» Exercise directions: Write the data below out exactly as it stands. Do not include the pictures.

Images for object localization

....

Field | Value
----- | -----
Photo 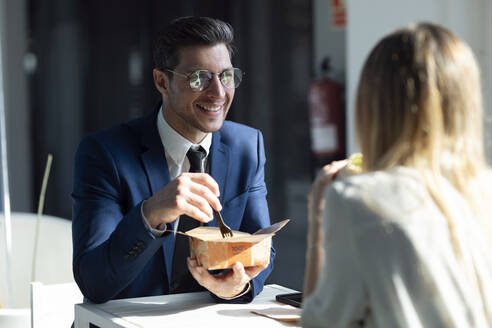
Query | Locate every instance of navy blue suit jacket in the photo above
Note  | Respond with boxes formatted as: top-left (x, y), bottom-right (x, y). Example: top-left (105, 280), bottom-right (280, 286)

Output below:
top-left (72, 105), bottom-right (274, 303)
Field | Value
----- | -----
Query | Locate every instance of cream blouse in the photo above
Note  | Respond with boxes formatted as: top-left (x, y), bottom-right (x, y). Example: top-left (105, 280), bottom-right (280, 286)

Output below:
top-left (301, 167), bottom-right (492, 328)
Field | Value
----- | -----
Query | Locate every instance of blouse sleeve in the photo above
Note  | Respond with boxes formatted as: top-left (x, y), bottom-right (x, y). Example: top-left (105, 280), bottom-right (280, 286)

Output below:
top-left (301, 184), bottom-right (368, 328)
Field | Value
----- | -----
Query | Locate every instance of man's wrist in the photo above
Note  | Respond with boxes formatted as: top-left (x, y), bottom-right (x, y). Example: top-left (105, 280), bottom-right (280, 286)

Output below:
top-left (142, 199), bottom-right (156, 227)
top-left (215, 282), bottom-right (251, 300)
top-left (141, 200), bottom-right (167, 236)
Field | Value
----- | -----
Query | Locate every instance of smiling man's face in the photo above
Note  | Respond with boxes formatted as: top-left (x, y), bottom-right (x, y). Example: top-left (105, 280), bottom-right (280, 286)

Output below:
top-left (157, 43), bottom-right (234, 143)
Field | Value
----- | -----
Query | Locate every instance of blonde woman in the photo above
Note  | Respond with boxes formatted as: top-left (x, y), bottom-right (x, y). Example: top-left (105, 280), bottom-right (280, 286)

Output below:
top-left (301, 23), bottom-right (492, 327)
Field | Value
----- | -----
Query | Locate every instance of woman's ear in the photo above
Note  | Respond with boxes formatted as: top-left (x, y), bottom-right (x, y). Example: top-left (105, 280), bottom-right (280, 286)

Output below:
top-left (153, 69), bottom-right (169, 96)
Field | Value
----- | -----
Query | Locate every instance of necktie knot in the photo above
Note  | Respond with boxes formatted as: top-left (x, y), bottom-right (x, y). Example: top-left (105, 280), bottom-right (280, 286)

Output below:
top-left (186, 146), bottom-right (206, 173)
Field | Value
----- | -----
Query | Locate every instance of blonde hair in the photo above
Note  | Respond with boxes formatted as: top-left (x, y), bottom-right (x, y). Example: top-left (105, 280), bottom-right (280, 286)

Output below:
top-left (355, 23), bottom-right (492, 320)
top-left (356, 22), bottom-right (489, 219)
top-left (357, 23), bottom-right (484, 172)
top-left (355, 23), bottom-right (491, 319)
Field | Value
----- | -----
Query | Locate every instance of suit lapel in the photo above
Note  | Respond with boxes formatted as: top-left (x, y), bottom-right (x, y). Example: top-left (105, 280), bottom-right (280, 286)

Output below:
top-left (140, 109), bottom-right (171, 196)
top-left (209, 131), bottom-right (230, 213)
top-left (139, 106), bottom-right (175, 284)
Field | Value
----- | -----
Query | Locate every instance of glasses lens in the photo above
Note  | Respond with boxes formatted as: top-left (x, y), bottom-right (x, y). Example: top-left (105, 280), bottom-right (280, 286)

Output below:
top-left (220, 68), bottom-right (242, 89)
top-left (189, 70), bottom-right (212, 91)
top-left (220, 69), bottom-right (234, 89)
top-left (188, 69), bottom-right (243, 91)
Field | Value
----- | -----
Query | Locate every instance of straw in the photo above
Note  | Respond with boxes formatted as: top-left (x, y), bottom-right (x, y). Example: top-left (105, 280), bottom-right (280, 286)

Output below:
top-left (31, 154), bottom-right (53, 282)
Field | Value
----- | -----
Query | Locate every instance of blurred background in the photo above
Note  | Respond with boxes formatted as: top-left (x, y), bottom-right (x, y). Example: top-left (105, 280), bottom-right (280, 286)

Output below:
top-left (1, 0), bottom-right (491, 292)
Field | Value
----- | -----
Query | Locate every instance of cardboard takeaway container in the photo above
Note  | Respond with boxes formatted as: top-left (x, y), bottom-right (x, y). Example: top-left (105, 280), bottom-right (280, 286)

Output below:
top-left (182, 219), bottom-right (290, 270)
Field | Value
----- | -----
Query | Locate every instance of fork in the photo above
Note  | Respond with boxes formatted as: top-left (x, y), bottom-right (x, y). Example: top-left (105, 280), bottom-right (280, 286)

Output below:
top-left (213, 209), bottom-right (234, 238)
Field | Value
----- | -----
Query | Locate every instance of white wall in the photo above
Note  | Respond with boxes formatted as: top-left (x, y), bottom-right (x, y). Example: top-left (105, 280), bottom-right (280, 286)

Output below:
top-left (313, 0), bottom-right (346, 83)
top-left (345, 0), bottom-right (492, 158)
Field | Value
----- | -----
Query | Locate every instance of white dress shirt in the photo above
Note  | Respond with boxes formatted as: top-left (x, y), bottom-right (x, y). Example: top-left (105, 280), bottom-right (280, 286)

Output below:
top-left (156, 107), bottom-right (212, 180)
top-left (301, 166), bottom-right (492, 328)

....

» Result of this exercise:
Field | Value
----- | -----
Photo 
Query | Locate every instance of navy blue suit jacket in the photo above
Note  | Respond with boxes formatted as: top-left (x, y), bottom-right (x, y). Example: top-left (105, 280), bottom-right (280, 286)

Output below:
top-left (72, 105), bottom-right (274, 303)
Field | Value
----- | -----
Query | Locate every instance of cream blouse in the photo above
Note  | Respond with boxes formatted as: top-left (x, y), bottom-right (x, y). Example: top-left (105, 280), bottom-right (280, 286)

Output below:
top-left (301, 167), bottom-right (492, 328)
Field | Value
----- | -----
Query | Locate every instance of blouse sleeve in the photo above
Note  | Respond with boxes formatted as: top-left (x, y), bottom-right (x, y). Example: top-left (105, 280), bottom-right (280, 286)

Output below:
top-left (301, 184), bottom-right (368, 328)
Field | Value
----- | -----
Query | Locate every instance of man's wrist in the photo above
Note  | Respond with boxes formatted as: top-left (x, y), bottom-right (x, y). Example: top-left (105, 280), bottom-right (280, 286)

Output below:
top-left (142, 199), bottom-right (156, 227)
top-left (215, 282), bottom-right (251, 300)
top-left (141, 200), bottom-right (167, 236)
Field | Value
----- | -----
Query | Locate every instance of smiling man's face in the photo above
Note  | Respond with boxes formatted as: top-left (x, y), bottom-right (x, y). Example: top-left (105, 280), bottom-right (280, 286)

Output below:
top-left (157, 43), bottom-right (234, 143)
Field | Value
----- | -----
Query | Locate every instance of blonde woman in the photo above
Note  | Respond with boxes formatted as: top-left (x, y), bottom-right (x, y). Example: top-left (105, 280), bottom-right (280, 286)

Output below:
top-left (301, 23), bottom-right (492, 327)
Field | Value
----- | -----
Query | Locate every instance of woman's ear in the photo above
Note  | Respond with boxes formatted as: top-left (x, y), bottom-right (x, y). Example: top-left (105, 280), bottom-right (280, 286)

Output below:
top-left (153, 69), bottom-right (169, 96)
Field | Value
----- | -----
Query | Locate every instance of necktie knot in the photo above
Note  | Respond with boxes formatted as: top-left (x, y), bottom-right (x, y). Example: top-left (105, 280), bottom-right (280, 286)

Output below:
top-left (186, 146), bottom-right (206, 173)
Field | Value
----- | -----
Query | Locate every instance of blonde hair in the photo above
Note  | Respond with boxes formatted as: top-left (x, y), bottom-right (x, y). Example: top-left (105, 280), bottom-right (280, 286)

Output below:
top-left (355, 23), bottom-right (492, 320)
top-left (356, 22), bottom-right (489, 219)
top-left (357, 23), bottom-right (484, 172)
top-left (355, 23), bottom-right (491, 319)
Field | Value
----- | -----
Query | Locate every instance of suit lapel in the photo above
Note  | Respond with boxes formatted as: top-left (x, y), bottom-right (x, y). Example: top-left (105, 280), bottom-right (280, 286)

Output below:
top-left (140, 109), bottom-right (171, 196)
top-left (209, 131), bottom-right (230, 213)
top-left (139, 106), bottom-right (175, 284)
Field | Value
----- | -----
Query | Locate every instance of glasses lens in the photo above
Note  | Respond with boxes formatted as: top-left (x, y), bottom-right (x, y). Example: top-left (105, 280), bottom-right (280, 286)

Output below:
top-left (220, 68), bottom-right (242, 89)
top-left (189, 70), bottom-right (212, 91)
top-left (220, 69), bottom-right (234, 89)
top-left (188, 69), bottom-right (243, 91)
Field | Value
----- | -----
Query | Locate every instance of straw in the photo above
Note  | Respond with boxes formatted as: top-left (x, y), bottom-right (x, y). Example: top-left (105, 280), bottom-right (280, 286)

Output below:
top-left (31, 154), bottom-right (53, 282)
Field | Value
----- | -----
Query | Locate every instance of blurred background in the photo above
Note  | Respond with boxes formatted as: top-left (x, y), bottom-right (x, y). Example: top-left (105, 280), bottom-right (280, 286)

Output below:
top-left (1, 0), bottom-right (491, 292)
Field | Value
----- | -----
Query | Locate every instance of cardboard takeaway container in the photo above
Note  | Respond with boxes formatted as: top-left (x, y), bottom-right (x, y). Example: top-left (105, 280), bottom-right (280, 286)

Output below:
top-left (182, 219), bottom-right (290, 270)
Field | Value
----- | -----
Query | Locate every instance of fork in the photo above
Note  | Respond with boxes formatted as: top-left (x, y), bottom-right (x, y). Example: top-left (105, 280), bottom-right (280, 286)

Output below:
top-left (213, 209), bottom-right (234, 238)
Field | Value
----- | -----
Query | Locate every instance of white wall in the photo above
Note  | Respond with boxes formatted as: top-left (x, y), bottom-right (x, y). Example: top-left (105, 280), bottom-right (280, 286)

Output below:
top-left (313, 0), bottom-right (346, 83)
top-left (345, 0), bottom-right (492, 158)
Field | Value
----- | -----
Query | Locate every instance of white dress shirt in the photo above
Note  | Respond with boxes formatted as: top-left (x, y), bottom-right (x, y). Example: top-left (105, 280), bottom-right (280, 286)

Output below:
top-left (156, 107), bottom-right (212, 180)
top-left (301, 166), bottom-right (492, 328)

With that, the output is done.